#### [TASK]
Among the entries below, take the line with "positive clicks: (436, 324)" and the line with "box: [504, 264, 529, 275]", and output them and every line between them exactly, with nothing else.

#### [RECORD EXTRACTS]
*****

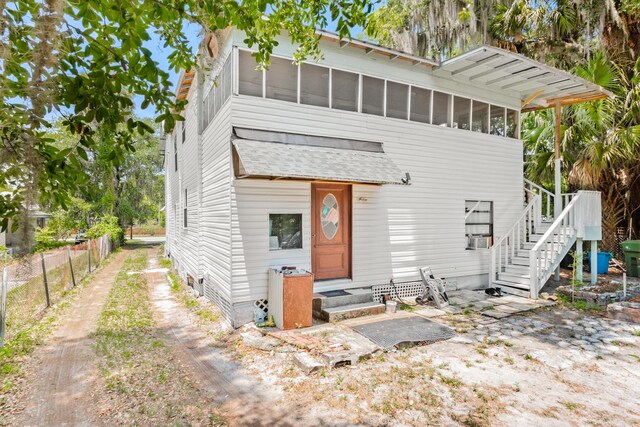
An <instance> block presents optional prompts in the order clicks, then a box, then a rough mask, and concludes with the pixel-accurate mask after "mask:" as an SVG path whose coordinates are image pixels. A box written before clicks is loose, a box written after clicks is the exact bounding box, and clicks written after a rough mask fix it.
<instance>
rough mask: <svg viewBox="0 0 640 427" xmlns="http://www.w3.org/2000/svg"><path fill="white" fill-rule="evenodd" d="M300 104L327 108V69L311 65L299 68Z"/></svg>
mask: <svg viewBox="0 0 640 427" xmlns="http://www.w3.org/2000/svg"><path fill="white" fill-rule="evenodd" d="M300 103H301V104H308V105H317V106H319V107H328V106H329V69H328V68H326V67H319V66H317V65H312V64H302V65H301V66H300Z"/></svg>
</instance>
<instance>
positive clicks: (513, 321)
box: [5, 247, 640, 426]
mask: <svg viewBox="0 0 640 427" xmlns="http://www.w3.org/2000/svg"><path fill="white" fill-rule="evenodd" d="M140 250H144V251H146V256H147V261H146V262H147V264H146V270H145V271H144V272H143V274H144V276H143V279H144V280H143V281H138V282H137V283H138V285H141V286H142V287H141V288H140V289H141V291H140V292H144V294H145V295H144V298H141V299H140V301H142V302H141V304H143V303H144V304H143V305H144V307H142V308H144V310H147V311H148V315H149V316H150V318H149V320H148V321H149V322H150V324H151V326H149V327H145V328H139V329H136V331H135V332H136V334H138V335H139V336H141V338H140V337H139V339H140V340H141V341H140V344H136V343H127V341H126V340H124V341H123V343H122V344H121V345H122V346H124V347H122V348H120V347H118V348H116V347H114V350H118V351H120V352H123V351H124V353H128V352H134V353H136V352H137V353H138V354H134V355H132V356H131V359H123V360H122V361H120V360H119V359H114V360H109V359H101V357H103V356H97V355H96V352H95V351H96V350H95V348H94V347H92V342H91V339H92V336H91V333H92V331H95V328H96V319H97V318H98V314H99V313H100V311H101V309H102V310H103V314H104V310H106V308H103V306H102V304H104V301H105V300H106V298H107V297H106V295H107V293H108V292H109V289H110V287H112V286H114V285H113V283H114V281H115V282H116V286H121V285H118V283H120V282H118V280H120V281H121V280H122V277H123V276H122V274H128V273H121V274H120V275H117V273H118V270H119V269H120V267H122V262H123V259H124V257H126V256H129V254H127V253H126V252H124V253H122V254H119V255H117V258H116V259H115V260H114V262H112V263H110V264H109V265H107V266H106V267H105V268H104V269H103V270H101V271H99V272H98V274H97V276H96V278H95V281H94V283H92V285H91V286H87V288H86V289H84V290H83V293H82V295H81V297H80V298H79V299H78V300H77V302H76V307H77V309H76V310H71V311H70V313H72V314H70V315H68V316H67V317H65V318H63V319H62V320H61V322H60V325H59V327H58V328H57V330H56V333H55V334H54V336H52V337H51V338H50V339H48V340H47V342H46V343H45V345H44V346H42V347H41V348H39V349H38V350H37V351H36V353H35V355H34V357H33V362H30V363H28V364H27V365H26V367H25V369H27V371H28V373H27V378H28V388H27V389H26V390H25V393H24V398H23V399H22V401H24V402H25V405H24V409H23V410H22V411H18V413H17V414H16V415H15V416H11V417H9V418H7V419H8V420H10V425H20V426H22V425H100V424H102V425H185V424H187V425H188V424H191V425H238V426H301V425H304V426H307V425H315V426H346V425H369V426H383V425H385V426H424V425H468V426H482V425H487V426H489V425H492V426H493V425H496V426H502V425H504V426H511V425H545V426H556V425H558V426H560V425H563V426H564V425H576V426H578V425H612V426H613V425H615V426H618V425H640V408H639V407H638V405H637V402H638V400H637V396H638V395H640V325H632V324H627V323H623V322H618V321H613V320H609V319H607V318H605V317H604V316H603V313H602V312H597V311H578V310H575V309H573V308H570V307H562V306H560V307H551V308H543V309H538V310H535V311H532V312H527V313H525V314H521V315H514V316H510V317H507V318H504V319H501V320H498V321H495V322H489V323H487V322H486V319H482V321H480V320H481V319H480V318H479V316H480V315H479V314H478V313H475V312H471V313H467V314H459V315H452V314H448V315H445V316H441V317H438V318H435V320H436V321H438V322H442V323H445V324H447V325H449V326H451V327H452V328H454V329H455V330H456V332H457V336H456V337H455V338H453V339H451V340H448V341H443V342H438V343H435V344H431V345H425V346H417V347H411V348H406V349H404V350H398V351H391V352H382V351H381V352H378V353H376V354H374V355H373V356H372V357H371V358H370V359H367V360H362V361H359V362H358V363H355V364H353V365H351V366H344V367H340V368H336V369H322V370H320V371H318V372H316V373H313V374H310V375H306V374H304V373H303V372H302V371H301V370H300V369H299V368H298V367H296V366H295V364H294V363H293V355H294V354H295V353H296V352H297V351H300V349H296V348H295V347H293V346H291V345H288V344H284V343H282V344H278V345H275V346H272V347H269V348H268V349H267V350H266V351H264V350H258V349H256V348H254V347H249V346H246V345H245V344H243V340H242V337H241V335H240V334H241V333H242V331H230V330H229V328H228V326H226V324H225V322H224V320H223V319H222V317H221V316H220V315H219V313H218V314H216V313H214V314H211V313H212V310H213V311H215V309H212V306H211V304H210V303H209V302H207V301H206V300H205V299H204V298H199V299H196V298H195V297H194V296H192V295H191V294H190V291H188V290H187V289H185V288H182V289H179V288H178V290H175V289H172V287H171V284H170V283H169V282H168V280H167V277H166V275H165V272H166V271H165V270H163V269H161V268H159V266H160V262H159V260H158V258H157V257H156V255H157V247H154V248H151V249H149V248H138V249H135V250H134V251H140ZM134 273H135V272H131V274H134ZM116 277H119V278H120V279H117V280H116ZM132 277H137V276H132ZM141 277H142V276H141ZM131 280H133V279H131ZM132 289H134V288H132ZM126 303H127V301H123V302H122V304H123V305H122V307H126ZM145 304H146V305H145ZM138 308H139V309H140V307H138ZM132 313H133V314H134V316H139V315H138V314H136V313H138V312H132ZM141 313H143V314H144V313H146V312H144V311H143V312H141ZM116 314H117V313H116ZM336 326H337V327H344V328H346V327H347V326H346V324H341V323H338V324H336ZM103 335H104V334H103ZM138 335H137V336H138ZM106 336H107V337H108V335H106ZM118 345H120V344H118ZM127 360H129V362H127ZM141 360H143V361H145V362H144V364H143V365H142V363H143V362H141ZM121 362H122V365H121V366H120V365H118V363H121ZM128 363H133V364H134V365H135V364H140V366H139V368H136V366H129V365H128ZM105 364H106V365H105ZM109 364H111V365H109ZM104 366H110V367H111V369H112V373H111V374H110V375H113V377H111V378H107V381H105V380H104V379H101V378H97V377H98V376H99V375H100V374H101V373H102V372H103V371H104ZM136 375H137V377H136V378H135V382H134V381H133V380H132V377H135V376H136ZM141 375H147V377H146V378H141V377H140V376H141ZM113 378H117V379H118V383H117V384H118V386H117V387H115V388H114V387H111V388H110V387H109V384H110V380H111V379H113ZM141 382H143V383H144V384H143V385H141V386H140V387H134V386H136V385H137V384H142V383H141ZM132 387H133V388H132ZM122 390H124V391H122ZM127 393H128V394H127ZM140 394H145V395H144V396H141V395H140ZM146 394H148V395H150V396H151V395H152V396H151V397H149V396H146ZM96 396H97V397H98V399H96V401H97V403H99V404H98V405H96V404H94V403H96V402H93V401H92V399H93V398H94V397H96ZM104 396H107V397H108V396H111V397H108V399H107V400H106V401H105V398H103V397H104ZM149 399H152V400H153V401H154V403H153V405H151V404H150V405H149V406H148V407H147V408H146V409H145V410H146V411H151V409H153V411H154V412H153V414H152V415H150V414H149V413H148V412H147V413H145V412H144V411H143V410H140V409H137V408H138V407H139V406H140V405H139V404H138V403H137V402H145V401H146V400H149ZM105 402H106V403H105ZM132 402H135V404H134V403H132ZM105 405H106V406H105ZM109 405H110V406H109ZM154 405H155V406H154ZM96 406H98V407H99V408H101V410H98V409H99V408H97V407H96ZM105 408H107V409H106V410H105ZM109 408H110V409H109ZM117 411H119V412H120V413H119V414H113V413H110V412H117ZM175 414H178V415H175ZM203 414H204V415H207V414H208V416H203ZM5 415H6V414H5ZM151 420H153V421H151Z"/></svg>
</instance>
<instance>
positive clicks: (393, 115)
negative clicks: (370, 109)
mask: <svg viewBox="0 0 640 427" xmlns="http://www.w3.org/2000/svg"><path fill="white" fill-rule="evenodd" d="M408 107H409V86H408V85H405V84H402V83H396V82H390V81H387V117H392V118H394V119H405V120H406V119H408V118H409V117H408V111H407V110H408Z"/></svg>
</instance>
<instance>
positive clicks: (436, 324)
mask: <svg viewBox="0 0 640 427" xmlns="http://www.w3.org/2000/svg"><path fill="white" fill-rule="evenodd" d="M352 329H353V330H354V331H356V332H358V333H360V334H361V335H364V336H365V337H367V338H369V339H370V340H371V341H373V342H374V343H376V344H378V345H379V346H380V347H383V348H392V347H394V346H397V345H398V344H402V343H424V344H431V343H434V342H437V341H444V340H448V339H450V338H453V337H455V336H456V333H455V332H454V331H453V329H451V328H449V327H447V326H445V325H441V324H440V323H436V322H433V321H431V320H429V319H425V318H424V317H419V316H412V317H405V318H402V319H392V320H383V321H381V322H374V323H367V324H365V325H358V326H353V327H352Z"/></svg>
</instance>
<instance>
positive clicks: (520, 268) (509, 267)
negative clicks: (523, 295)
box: [504, 264, 529, 275]
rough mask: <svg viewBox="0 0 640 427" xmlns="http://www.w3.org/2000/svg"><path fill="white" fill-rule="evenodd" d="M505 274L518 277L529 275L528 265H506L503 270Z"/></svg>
mask: <svg viewBox="0 0 640 427" xmlns="http://www.w3.org/2000/svg"><path fill="white" fill-rule="evenodd" d="M504 272H505V273H508V274H518V275H529V264H527V265H514V264H512V265H507V266H506V267H505V269H504Z"/></svg>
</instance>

*****

#### [THE ANSWER]
positive clicks: (436, 324)
mask: <svg viewBox="0 0 640 427" xmlns="http://www.w3.org/2000/svg"><path fill="white" fill-rule="evenodd" d="M352 329H353V330H354V331H356V332H358V333H360V334H361V335H364V336H365V337H367V338H369V339H370V340H371V341H373V342H374V343H376V344H378V345H379V346H380V347H383V348H392V347H394V346H397V345H398V344H402V343H424V344H431V343H434V342H437V341H444V340H448V339H450V338H453V337H455V336H456V333H455V332H454V331H453V329H451V328H449V327H447V326H445V325H441V324H440V323H436V322H433V321H431V320H429V319H425V318H424V317H419V316H412V317H405V318H402V319H392V320H383V321H381V322H374V323H367V324H365V325H358V326H353V327H352Z"/></svg>
</instance>
<instance>
positive clicks: (520, 268) (509, 267)
negative clicks: (523, 295)
box: [504, 264, 529, 275]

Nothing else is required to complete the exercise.